Work request 1: List every person named in the article about the death at the Brooklyn detention center.
Work request 2: Extract the passage of the article about the death at the Brooklyn detention center from "Floyd was unresponsive" to "a heart attack.".

Excerpt to read:
=-=-=-=-=

Two days after the Federal Bureau of Prisons (BOP) began a full lockdown, a man at the BOP-run Metropolitan Detention Center in Brooklyn, New York died in custody after being pepper sprayed by prison guards. The victim, 35-year-old Jamel Floyd, had been detained at the facility since October 2019.
The news comes as New York Democratic Governor Andrew Cuomo announced on Thursday that he intends to override bail reform legislation passed at the beginning of this year. The overturn of the legislation has been a goal of the New York Police Department (NYPD) since it came into effect of January of this year. The peddling back of the reform will be used to impose huge bails on protesters who have been detained while engaging in protest sparked by the police murder of George Floyd, no relation to Jamel, in Minneapolis, Minnesota on Memorial Day. Those who cannot afford to pay will languish in COVID-19-ridden jails as they await sentencing.
According to the BOP, at around 10 a.m. on June 2 an incident occurred in Jamel Floyd’s cell. The BOP said that Floyd, “became increasingly disruptive and potentially harmful to himself and others.” Before the incident, Floyd is said to have barricaded himself in his cell. Guards came to Floyd’s cell after he had broken his cell door with a metal object. The BOP claims that guards then used pepper spray to subdue him.
Floyd was unresponsive after being sprayed. Following attempts at resuscitation by medical staff he was taken to NYU Langone Hospital where he was pronounced dead. The cause of his death was not immediately released by the BOP, but they did confirm it was unrelated to the acute COVID-19 outbreak in America’s prison system. However, according to the NYDailyNews, sources in the facility say that Floyd died from a heart attack.

=-=-=-=-=

Provided material:
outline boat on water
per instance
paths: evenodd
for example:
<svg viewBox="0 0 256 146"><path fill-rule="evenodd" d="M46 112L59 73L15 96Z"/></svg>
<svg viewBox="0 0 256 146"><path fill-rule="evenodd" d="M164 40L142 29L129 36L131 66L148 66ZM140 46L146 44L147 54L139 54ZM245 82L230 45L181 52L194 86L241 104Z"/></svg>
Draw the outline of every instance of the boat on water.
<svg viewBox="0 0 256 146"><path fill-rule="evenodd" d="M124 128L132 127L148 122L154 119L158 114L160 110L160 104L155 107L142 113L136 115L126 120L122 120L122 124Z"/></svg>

=-=-=-=-=

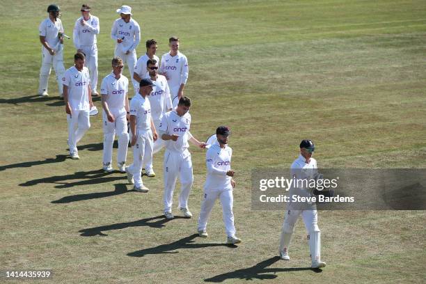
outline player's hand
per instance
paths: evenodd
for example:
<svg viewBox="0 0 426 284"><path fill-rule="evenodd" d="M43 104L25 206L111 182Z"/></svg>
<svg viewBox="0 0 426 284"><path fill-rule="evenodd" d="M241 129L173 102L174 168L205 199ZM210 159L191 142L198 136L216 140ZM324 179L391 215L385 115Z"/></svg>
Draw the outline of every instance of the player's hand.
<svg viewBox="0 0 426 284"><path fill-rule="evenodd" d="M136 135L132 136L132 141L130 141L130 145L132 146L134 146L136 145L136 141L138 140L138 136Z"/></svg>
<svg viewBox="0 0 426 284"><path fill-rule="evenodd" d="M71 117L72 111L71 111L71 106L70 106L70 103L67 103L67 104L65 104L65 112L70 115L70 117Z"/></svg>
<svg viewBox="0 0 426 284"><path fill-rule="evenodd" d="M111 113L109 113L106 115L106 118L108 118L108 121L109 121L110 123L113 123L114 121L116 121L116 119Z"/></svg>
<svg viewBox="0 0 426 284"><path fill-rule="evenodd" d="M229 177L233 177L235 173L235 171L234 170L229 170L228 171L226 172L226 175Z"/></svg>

=-=-=-=-=

Output 1: Jamel Floyd, Andrew Cuomo, George Floyd

Output 2:
Floyd was unresponsive after being sprayed. Following attempts at resuscitation by medical staff he was taken to NYU Langone Hospital where he was pronounced dead. The cause of his death was not immediately released by the BOP, but they did confirm it was unrelated to the acute COVID-19 outbreak in America’s prison system. However, according to the NYDailyNews, sources in the facility say that Floyd died from a heart attack.